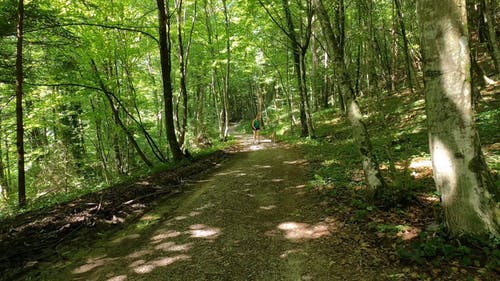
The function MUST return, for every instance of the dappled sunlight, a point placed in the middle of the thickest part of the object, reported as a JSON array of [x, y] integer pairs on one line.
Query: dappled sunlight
[[93, 263], [430, 198], [118, 278], [128, 237], [173, 247], [409, 233], [138, 254], [165, 235], [233, 172], [421, 163], [147, 267], [298, 162], [299, 231], [262, 166], [287, 253], [300, 186], [203, 231], [206, 206]]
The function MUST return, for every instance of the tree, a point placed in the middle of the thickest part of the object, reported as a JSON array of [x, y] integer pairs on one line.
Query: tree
[[21, 177], [468, 193], [166, 72], [299, 45], [371, 170]]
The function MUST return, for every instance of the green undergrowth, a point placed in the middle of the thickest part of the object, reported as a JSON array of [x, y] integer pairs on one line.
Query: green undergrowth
[[405, 217], [9, 207]]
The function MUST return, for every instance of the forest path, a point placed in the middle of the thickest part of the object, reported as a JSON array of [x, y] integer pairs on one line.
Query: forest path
[[248, 219]]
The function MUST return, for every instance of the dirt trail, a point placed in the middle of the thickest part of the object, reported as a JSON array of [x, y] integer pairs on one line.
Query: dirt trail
[[249, 219]]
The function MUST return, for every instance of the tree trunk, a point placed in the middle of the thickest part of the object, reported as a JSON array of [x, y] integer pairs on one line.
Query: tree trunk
[[166, 72], [4, 183], [405, 45], [21, 178], [468, 193], [299, 52], [225, 97], [117, 119], [183, 67], [489, 17]]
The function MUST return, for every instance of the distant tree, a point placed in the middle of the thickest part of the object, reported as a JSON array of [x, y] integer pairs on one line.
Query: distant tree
[[373, 177], [467, 190]]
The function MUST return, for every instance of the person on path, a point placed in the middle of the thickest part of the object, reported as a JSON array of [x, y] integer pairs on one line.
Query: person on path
[[256, 128]]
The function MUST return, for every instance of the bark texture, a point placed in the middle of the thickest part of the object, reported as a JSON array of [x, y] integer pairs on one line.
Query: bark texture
[[467, 190]]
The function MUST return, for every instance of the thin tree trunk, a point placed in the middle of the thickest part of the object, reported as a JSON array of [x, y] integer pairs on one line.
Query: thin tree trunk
[[166, 72], [21, 178], [183, 64], [371, 170], [489, 17], [225, 97], [405, 45], [468, 192], [299, 52], [4, 183]]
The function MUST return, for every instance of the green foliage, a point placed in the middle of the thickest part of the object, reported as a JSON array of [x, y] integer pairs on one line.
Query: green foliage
[[438, 247]]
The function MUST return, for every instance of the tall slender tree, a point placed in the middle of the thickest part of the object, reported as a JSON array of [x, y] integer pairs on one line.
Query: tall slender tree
[[166, 73], [21, 177], [468, 193]]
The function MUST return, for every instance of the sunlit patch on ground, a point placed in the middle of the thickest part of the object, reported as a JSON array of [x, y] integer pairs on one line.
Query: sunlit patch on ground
[[267, 208], [298, 231], [173, 247], [262, 166], [296, 162], [138, 254], [160, 262], [287, 253], [165, 235], [228, 173], [93, 263], [409, 232], [128, 237], [203, 231], [430, 198], [118, 278]]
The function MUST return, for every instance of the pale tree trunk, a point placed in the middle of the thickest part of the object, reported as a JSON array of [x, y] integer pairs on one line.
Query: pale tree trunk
[[225, 97], [183, 64], [4, 186], [468, 193], [166, 72], [373, 177], [21, 178], [489, 18], [299, 48]]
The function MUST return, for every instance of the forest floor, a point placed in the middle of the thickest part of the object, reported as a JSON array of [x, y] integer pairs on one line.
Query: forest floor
[[250, 217]]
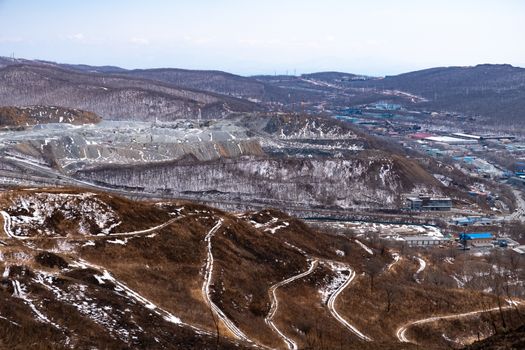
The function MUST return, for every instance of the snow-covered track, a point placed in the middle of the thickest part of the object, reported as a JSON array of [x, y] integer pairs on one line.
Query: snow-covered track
[[331, 307], [8, 231], [292, 345], [208, 274], [422, 267], [166, 315], [401, 331], [396, 258]]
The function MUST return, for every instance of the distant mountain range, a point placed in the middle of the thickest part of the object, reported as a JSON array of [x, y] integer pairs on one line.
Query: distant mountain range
[[494, 92]]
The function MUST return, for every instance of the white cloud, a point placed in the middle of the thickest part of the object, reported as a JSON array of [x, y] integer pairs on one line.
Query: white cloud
[[139, 41], [6, 39], [76, 37]]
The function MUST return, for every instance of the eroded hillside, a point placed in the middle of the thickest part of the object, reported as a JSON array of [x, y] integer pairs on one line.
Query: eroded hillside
[[176, 275]]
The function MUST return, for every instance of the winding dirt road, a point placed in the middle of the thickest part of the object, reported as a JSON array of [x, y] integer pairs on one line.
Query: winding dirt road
[[292, 345], [206, 288], [336, 315], [401, 331]]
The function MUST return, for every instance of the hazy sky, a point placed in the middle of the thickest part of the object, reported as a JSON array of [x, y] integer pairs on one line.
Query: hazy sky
[[375, 37]]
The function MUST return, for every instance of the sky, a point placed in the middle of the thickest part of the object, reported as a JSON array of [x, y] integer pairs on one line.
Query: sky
[[249, 37]]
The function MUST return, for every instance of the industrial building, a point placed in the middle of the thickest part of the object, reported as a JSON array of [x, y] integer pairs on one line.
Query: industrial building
[[429, 203], [476, 239], [424, 241]]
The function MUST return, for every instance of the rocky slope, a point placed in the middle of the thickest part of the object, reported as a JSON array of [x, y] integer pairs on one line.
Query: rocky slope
[[175, 275], [375, 180], [113, 97], [34, 115]]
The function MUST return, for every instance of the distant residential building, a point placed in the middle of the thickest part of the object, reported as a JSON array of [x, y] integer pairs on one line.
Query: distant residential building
[[424, 241], [478, 239], [472, 220], [426, 202]]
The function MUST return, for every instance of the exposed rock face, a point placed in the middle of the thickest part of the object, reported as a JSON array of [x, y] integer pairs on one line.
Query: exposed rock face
[[34, 115], [375, 181], [74, 152]]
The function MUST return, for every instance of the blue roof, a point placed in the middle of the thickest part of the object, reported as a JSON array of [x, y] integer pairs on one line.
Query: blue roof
[[477, 235]]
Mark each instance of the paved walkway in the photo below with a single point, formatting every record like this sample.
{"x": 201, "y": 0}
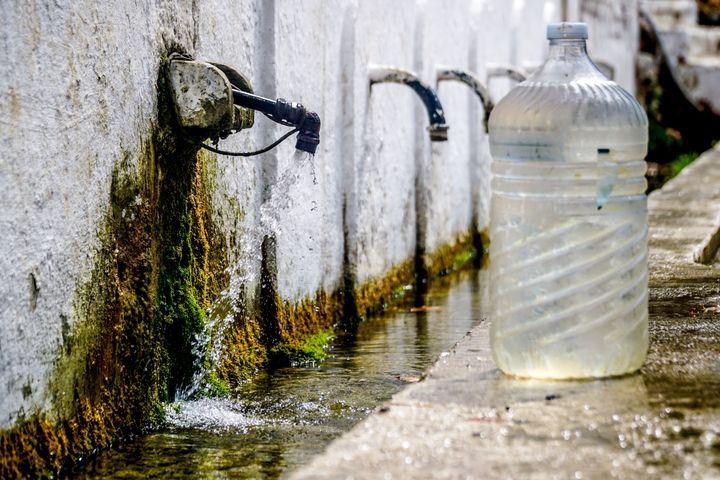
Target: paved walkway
{"x": 467, "y": 420}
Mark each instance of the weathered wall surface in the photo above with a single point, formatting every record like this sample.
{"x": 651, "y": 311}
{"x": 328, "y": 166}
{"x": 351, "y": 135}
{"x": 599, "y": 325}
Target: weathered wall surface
{"x": 79, "y": 93}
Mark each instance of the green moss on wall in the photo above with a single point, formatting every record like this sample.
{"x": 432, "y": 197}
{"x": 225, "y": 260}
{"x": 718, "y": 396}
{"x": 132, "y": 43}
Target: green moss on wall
{"x": 159, "y": 263}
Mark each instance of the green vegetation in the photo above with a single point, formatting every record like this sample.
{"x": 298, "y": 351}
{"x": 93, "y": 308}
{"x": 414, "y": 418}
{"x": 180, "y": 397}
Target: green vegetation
{"x": 313, "y": 350}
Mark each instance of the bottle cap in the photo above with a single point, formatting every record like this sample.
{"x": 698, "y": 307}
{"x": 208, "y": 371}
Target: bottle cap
{"x": 569, "y": 30}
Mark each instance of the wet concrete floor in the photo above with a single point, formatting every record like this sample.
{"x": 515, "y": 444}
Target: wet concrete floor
{"x": 467, "y": 420}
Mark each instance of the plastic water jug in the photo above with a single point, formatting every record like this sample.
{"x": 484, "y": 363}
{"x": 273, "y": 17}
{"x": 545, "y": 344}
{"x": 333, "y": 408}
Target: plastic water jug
{"x": 568, "y": 220}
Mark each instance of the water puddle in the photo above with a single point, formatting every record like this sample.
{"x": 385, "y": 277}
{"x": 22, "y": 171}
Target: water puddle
{"x": 278, "y": 421}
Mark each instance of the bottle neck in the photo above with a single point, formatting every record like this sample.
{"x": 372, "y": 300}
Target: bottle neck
{"x": 567, "y": 49}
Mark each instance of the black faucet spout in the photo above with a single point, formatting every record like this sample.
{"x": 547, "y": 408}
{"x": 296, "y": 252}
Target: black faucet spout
{"x": 384, "y": 74}
{"x": 472, "y": 81}
{"x": 285, "y": 113}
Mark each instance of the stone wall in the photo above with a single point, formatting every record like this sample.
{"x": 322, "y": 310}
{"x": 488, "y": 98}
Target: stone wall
{"x": 80, "y": 88}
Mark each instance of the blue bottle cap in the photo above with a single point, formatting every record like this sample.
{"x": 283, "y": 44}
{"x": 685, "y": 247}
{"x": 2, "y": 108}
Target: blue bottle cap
{"x": 569, "y": 30}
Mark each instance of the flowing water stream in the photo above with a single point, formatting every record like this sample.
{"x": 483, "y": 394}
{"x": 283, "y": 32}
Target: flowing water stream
{"x": 277, "y": 421}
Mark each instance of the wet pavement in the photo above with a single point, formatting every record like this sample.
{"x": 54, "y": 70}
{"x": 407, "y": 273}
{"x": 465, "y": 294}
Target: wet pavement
{"x": 467, "y": 420}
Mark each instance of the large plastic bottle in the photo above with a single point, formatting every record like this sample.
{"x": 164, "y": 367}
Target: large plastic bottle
{"x": 568, "y": 221}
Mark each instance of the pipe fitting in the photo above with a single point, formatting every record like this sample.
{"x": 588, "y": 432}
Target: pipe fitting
{"x": 387, "y": 74}
{"x": 472, "y": 81}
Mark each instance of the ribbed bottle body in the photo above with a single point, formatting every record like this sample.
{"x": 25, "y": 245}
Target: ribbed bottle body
{"x": 568, "y": 230}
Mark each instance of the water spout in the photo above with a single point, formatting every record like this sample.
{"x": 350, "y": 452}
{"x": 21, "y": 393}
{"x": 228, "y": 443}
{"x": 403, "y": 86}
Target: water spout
{"x": 471, "y": 80}
{"x": 285, "y": 113}
{"x": 385, "y": 74}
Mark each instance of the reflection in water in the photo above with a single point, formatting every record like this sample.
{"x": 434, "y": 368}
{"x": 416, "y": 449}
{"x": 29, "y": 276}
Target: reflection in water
{"x": 280, "y": 419}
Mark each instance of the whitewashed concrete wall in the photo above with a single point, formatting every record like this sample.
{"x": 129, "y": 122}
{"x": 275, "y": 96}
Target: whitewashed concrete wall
{"x": 78, "y": 92}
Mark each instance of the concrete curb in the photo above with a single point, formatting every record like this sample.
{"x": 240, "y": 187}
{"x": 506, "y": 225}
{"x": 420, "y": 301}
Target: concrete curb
{"x": 467, "y": 420}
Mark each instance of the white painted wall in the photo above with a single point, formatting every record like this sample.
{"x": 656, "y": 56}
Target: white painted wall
{"x": 78, "y": 92}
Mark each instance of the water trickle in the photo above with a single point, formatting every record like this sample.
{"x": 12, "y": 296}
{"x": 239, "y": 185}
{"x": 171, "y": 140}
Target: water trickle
{"x": 207, "y": 346}
{"x": 280, "y": 419}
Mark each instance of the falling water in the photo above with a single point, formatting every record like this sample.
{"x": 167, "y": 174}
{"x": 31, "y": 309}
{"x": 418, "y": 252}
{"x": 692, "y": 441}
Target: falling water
{"x": 208, "y": 344}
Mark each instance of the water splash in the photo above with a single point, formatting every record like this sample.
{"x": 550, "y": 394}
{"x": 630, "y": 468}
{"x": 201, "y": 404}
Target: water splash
{"x": 213, "y": 414}
{"x": 208, "y": 344}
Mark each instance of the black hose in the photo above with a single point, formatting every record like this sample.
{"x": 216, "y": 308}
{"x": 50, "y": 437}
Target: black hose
{"x": 249, "y": 154}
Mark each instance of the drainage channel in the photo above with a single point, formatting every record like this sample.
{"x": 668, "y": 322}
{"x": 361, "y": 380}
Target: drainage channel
{"x": 280, "y": 419}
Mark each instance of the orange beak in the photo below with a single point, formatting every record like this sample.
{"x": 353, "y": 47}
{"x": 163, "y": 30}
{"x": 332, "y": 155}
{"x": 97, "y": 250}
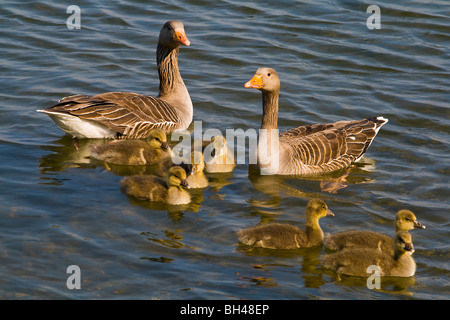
########################################
WORK INSTRUCTION >> Across the whole listing above, find every line with the string "below" and copy it.

COMPLETED TASK >>
Mark each instance of the paved walkway in the photo below with a single point, formatting every record like this sample.
Mark each instance of the orange beak in the photo below with a single point, formatting every record like this sample.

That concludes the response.